* Extracted text:

- Russian: Тучи над Борском
- Directed by: Vasili Ordynsky
- Written by: Semyon Lungin; Ilya Nusinov;
- Starring: Inna Gulaya; Roman Khomyatov; Vladimir Ivashov; Natalya Antonova; Viktor Rozhdestvenskiy;
- Cinematography: Igor Slabnevich
- Music by: Aleksey Muravlyov
- Release date: 1960;
- Country: Soviet Union
- Language: Russian

= Clouds Over Borsk =

1960 film

Clouds Over Borsk (Тучи над Борском) is a 1960 Soviet drama film directed by Vasili Ordynsky.

The film tells about a lonely schoolgirl who decided to join the Pentecostal sect.

* Material shown:
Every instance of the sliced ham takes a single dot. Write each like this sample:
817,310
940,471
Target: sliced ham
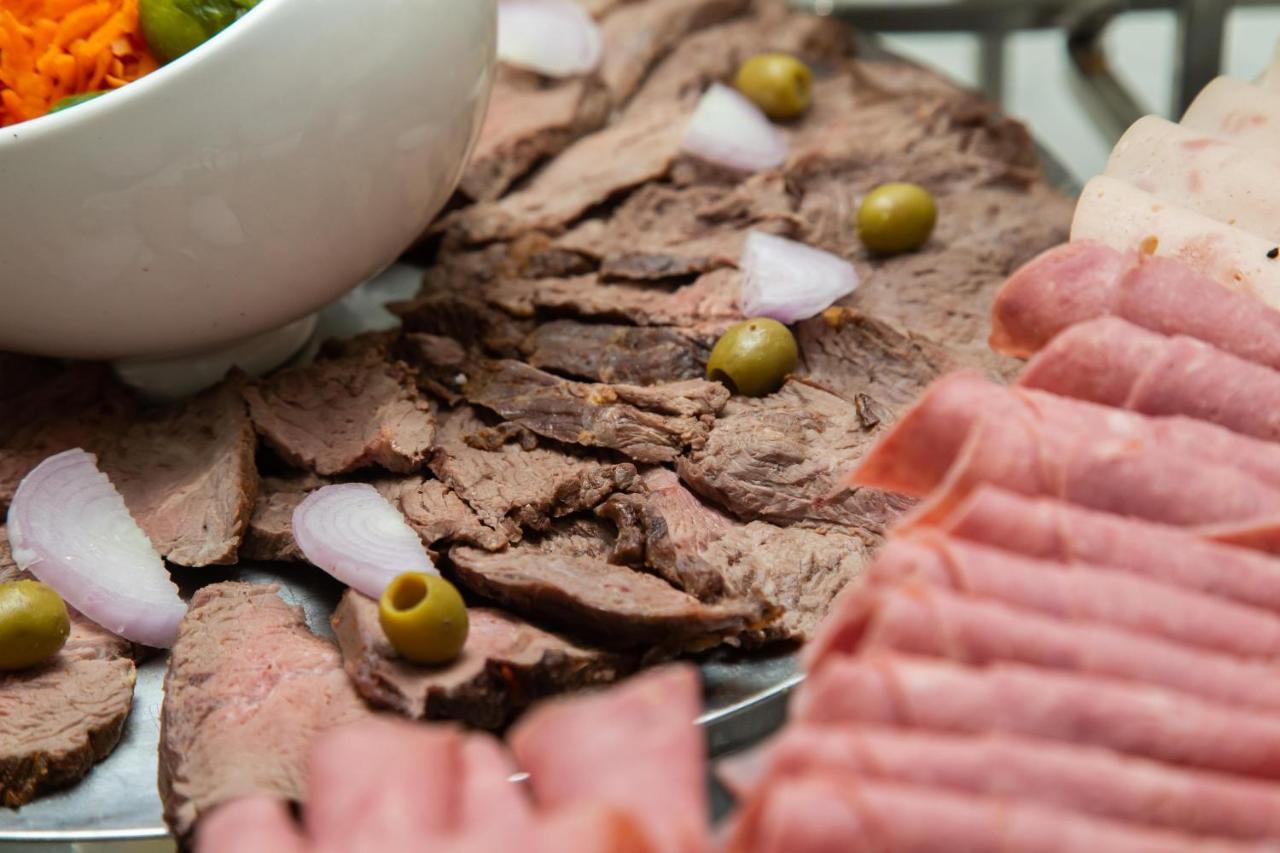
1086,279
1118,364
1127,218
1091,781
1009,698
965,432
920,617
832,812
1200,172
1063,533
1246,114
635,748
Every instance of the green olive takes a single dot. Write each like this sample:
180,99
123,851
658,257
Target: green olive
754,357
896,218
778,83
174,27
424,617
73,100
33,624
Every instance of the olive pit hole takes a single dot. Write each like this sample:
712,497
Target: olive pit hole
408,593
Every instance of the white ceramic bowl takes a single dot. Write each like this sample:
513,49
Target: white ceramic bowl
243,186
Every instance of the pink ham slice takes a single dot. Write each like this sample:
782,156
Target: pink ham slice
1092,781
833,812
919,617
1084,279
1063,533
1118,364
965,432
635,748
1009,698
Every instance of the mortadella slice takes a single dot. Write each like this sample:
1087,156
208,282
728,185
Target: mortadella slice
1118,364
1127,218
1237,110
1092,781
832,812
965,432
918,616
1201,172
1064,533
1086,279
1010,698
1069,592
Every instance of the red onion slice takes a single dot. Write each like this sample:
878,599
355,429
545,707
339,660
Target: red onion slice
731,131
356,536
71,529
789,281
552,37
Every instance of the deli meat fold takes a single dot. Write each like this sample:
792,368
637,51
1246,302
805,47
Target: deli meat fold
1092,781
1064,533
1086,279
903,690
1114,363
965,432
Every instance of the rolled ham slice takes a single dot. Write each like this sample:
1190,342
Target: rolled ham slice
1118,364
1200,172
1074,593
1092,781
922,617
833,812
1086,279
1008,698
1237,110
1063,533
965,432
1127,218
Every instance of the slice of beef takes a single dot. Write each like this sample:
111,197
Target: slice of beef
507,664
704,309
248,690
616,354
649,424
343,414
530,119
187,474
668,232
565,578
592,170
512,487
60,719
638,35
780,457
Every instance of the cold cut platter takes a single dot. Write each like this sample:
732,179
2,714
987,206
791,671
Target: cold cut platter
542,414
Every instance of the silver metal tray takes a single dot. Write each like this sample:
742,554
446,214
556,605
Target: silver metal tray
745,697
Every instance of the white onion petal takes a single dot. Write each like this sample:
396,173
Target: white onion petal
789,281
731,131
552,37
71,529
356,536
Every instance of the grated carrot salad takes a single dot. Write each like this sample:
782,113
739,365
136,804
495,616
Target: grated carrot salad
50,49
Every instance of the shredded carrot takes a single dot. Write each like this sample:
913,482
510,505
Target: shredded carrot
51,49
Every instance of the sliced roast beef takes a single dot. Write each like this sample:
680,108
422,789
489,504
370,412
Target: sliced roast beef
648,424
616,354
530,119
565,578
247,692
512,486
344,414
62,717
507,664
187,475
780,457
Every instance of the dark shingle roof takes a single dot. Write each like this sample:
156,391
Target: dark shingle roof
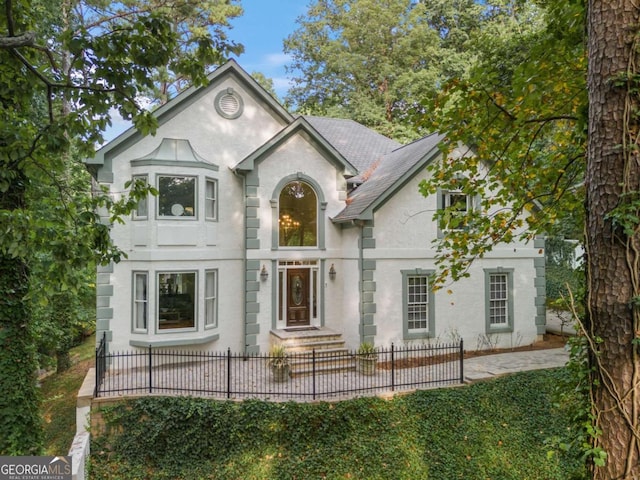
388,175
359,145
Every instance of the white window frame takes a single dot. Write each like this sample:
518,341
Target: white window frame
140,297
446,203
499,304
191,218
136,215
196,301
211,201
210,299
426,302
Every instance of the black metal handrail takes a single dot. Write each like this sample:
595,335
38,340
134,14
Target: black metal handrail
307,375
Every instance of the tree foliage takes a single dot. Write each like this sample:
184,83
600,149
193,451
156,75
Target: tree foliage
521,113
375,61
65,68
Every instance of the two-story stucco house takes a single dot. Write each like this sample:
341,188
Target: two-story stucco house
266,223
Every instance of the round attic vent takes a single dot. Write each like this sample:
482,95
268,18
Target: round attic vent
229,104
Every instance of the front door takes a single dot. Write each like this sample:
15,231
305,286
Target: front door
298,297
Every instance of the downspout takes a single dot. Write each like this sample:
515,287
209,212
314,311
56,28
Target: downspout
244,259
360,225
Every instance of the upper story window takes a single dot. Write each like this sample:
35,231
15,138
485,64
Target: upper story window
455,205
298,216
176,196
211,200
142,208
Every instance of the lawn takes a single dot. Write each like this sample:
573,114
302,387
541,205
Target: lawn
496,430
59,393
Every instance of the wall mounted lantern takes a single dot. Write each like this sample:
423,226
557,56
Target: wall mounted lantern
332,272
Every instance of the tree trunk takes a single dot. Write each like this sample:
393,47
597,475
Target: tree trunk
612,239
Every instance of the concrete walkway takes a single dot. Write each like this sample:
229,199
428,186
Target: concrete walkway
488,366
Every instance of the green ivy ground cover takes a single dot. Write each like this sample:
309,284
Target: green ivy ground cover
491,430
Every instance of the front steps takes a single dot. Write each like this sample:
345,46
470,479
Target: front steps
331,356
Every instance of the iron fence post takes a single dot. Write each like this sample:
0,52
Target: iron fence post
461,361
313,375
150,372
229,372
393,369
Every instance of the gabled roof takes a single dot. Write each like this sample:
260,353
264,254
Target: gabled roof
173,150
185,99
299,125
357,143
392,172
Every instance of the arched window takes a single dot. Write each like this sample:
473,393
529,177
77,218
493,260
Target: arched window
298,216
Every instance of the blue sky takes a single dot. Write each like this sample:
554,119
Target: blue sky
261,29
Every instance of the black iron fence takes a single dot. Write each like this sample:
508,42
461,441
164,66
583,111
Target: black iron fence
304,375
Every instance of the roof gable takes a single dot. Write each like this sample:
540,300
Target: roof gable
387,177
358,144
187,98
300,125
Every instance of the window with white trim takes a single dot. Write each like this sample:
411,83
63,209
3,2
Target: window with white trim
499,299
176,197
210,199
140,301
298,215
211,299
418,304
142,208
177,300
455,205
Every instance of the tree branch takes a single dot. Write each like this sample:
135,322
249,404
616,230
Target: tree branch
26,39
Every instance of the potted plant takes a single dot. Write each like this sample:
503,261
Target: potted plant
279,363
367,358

* Tasks to complete:
1 > Using the film page, explain what the Russian title "Тучи над Борском" refers to and what the film is about.
2 > Please filter the listing down to every line that contains the word "black", treating uppercase and lowercase as different.

* Written responses:
1 > "Тучи над Борском" is the Russian title of Clouds Over Borsk, a 1960 Soviet drama film directed by Vasili Ordynsky. The film tells about a lonely schoolgirl who decided to join the Pentecostal sect.

2 >
Every instance of the black metal handrail takes a single dot. Write each like this sample:
Target: black metal handrail
Every instance of the black iron fence takes a single dot. Write each like this sample:
Target: black iron fence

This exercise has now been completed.